▶ SELECTED TEXT:
[Begin]

The Grand Recovery Plan
But God so loved the world that he has a rescue operation in place as he seeks to restore true worship throughout creation (cf. John 3:16 and 4:23-24). The centerpiece of that plan is a person, a cross and an empty tomb. Jesus is the faithful divine Son of God who did not fail when tempted by the devil (Matt. 4:1-11). The other two sons did fall for temptation; Adam in the garden (Gen. 3:6-7), and Israel in both the wilderness and the land of promise (Ps.106). The Bible from one perspective is the story of these three sons: two who failed when tempted and the one who didn’t. Thanks be to God!
Life in Between
When we think of ourselves, we are live after that pivotal coming, cross and coming to life again of the faithful Son and before his return in glory to set the world to its rights. We live in the last days in the setting of a groaning creation (Heb. 1:1-2 and Rom. 8:18-25). This is the arena for spiritual warfare. Oscar Cullmann provided a classic analogy for our location in time and space. We live in between D-Day and VE-Day. D-Day was the turning point in the war against the Nazis, when the allies landed at Normandy. It took place in June 1944. But VE-Day i.e. victory in Europe day tool place elate in May 1945. Much fighting took place between those dates but the decisive battle had been fought and won. In the plan of God, the cross of Christ was the victory (Col. 2:11-15). His resurrection was his vindication.

[End]

▶ RECORDS SHOWN:
[Begin]

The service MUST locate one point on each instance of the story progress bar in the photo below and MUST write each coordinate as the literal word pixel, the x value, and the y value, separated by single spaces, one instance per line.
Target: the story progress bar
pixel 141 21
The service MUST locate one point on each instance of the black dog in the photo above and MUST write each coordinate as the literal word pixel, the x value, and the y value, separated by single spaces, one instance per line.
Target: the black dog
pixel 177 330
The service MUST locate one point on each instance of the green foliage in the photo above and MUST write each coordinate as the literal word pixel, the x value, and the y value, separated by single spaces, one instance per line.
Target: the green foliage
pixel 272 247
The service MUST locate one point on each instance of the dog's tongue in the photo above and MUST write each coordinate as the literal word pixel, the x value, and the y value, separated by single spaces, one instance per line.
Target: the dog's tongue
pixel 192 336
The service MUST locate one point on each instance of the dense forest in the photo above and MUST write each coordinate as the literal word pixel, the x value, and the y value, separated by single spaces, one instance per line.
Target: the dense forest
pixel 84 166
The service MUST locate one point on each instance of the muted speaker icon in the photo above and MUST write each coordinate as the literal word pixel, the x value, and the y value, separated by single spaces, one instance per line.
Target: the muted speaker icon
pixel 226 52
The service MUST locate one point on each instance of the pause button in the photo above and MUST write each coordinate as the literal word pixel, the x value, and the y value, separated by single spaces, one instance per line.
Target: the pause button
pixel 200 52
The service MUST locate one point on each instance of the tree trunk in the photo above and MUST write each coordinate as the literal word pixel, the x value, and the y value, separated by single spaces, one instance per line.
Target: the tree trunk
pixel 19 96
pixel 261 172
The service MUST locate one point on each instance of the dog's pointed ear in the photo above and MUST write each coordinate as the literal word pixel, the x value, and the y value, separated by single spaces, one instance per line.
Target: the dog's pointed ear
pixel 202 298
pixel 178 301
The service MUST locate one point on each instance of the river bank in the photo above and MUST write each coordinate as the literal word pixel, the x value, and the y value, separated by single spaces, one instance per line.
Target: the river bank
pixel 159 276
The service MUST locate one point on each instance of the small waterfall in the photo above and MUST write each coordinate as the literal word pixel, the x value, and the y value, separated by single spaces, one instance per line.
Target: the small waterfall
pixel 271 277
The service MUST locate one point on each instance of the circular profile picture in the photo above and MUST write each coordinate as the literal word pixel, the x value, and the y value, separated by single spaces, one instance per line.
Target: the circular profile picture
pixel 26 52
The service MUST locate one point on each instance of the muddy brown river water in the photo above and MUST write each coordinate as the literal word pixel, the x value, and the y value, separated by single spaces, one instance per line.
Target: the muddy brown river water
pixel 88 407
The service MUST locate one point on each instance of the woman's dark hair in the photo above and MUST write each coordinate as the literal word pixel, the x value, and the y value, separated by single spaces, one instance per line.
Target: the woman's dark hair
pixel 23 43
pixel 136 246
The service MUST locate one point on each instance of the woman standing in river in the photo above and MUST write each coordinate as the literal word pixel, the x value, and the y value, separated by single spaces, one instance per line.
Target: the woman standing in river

[End]

▶ EXERCISE TASK 1: Repeat the essay on the grand recovery plan word for word between "Life in Between" and "was his vindication.", inclusive.
▶ EXERCISE TASK 2: Please rewrite only the lines of the listing between the lines holding "dog's tongue in" and "pixel 226 52", inclusive, adjusting every coordinate value in the answers by -49 and keeping the requests as they are.

▶ CORRECT RESULT 1:
Life in Between
When we think of ourselves, we are live after that pivotal coming, cross and coming to life again of the faithful Son and before his return in glory to set the world to its rights. We live in the last days in the setting of a groaning creation (Heb. 1:1-2 and Rom. 8:18-25). This is the arena for spiritual warfare. Oscar Cullmann provided a classic analogy for our location in time and space. We live in between D-Day and VE-Day. D-Day was the turning point in the war against the Nazis, when the allies landed at Normandy. It took place in June 1944. But VE-Day i.e. victory in Europe day tool place elate in May 1945. Much fighting took place between those dates but the decisive battle had been fought and won. In the plan of God, the cross of Christ was the victory (Col. 2:11-15). His resurrection was his vindication.

▶ CORRECT RESULT 2:
The service MUST locate one point on each instance of the dog's tongue in the photo above and MUST write each coordinate as the literal word pixel, the x value, and the y value, separated by single spaces, one instance per line.
Target: the dog's tongue
pixel 143 287
The service MUST locate one point on each instance of the dense forest in the photo above and MUST write each coordinate as the literal word pixel, the x value, and the y value, separated by single spaces, one instance per line.
Target: the dense forest
pixel 35 117
The service MUST locate one point on each instance of the muted speaker icon in the photo above and MUST write each coordinate as the literal word pixel, the x value, and the y value, separated by single spaces, one instance per line.
Target: the muted speaker icon
pixel 177 3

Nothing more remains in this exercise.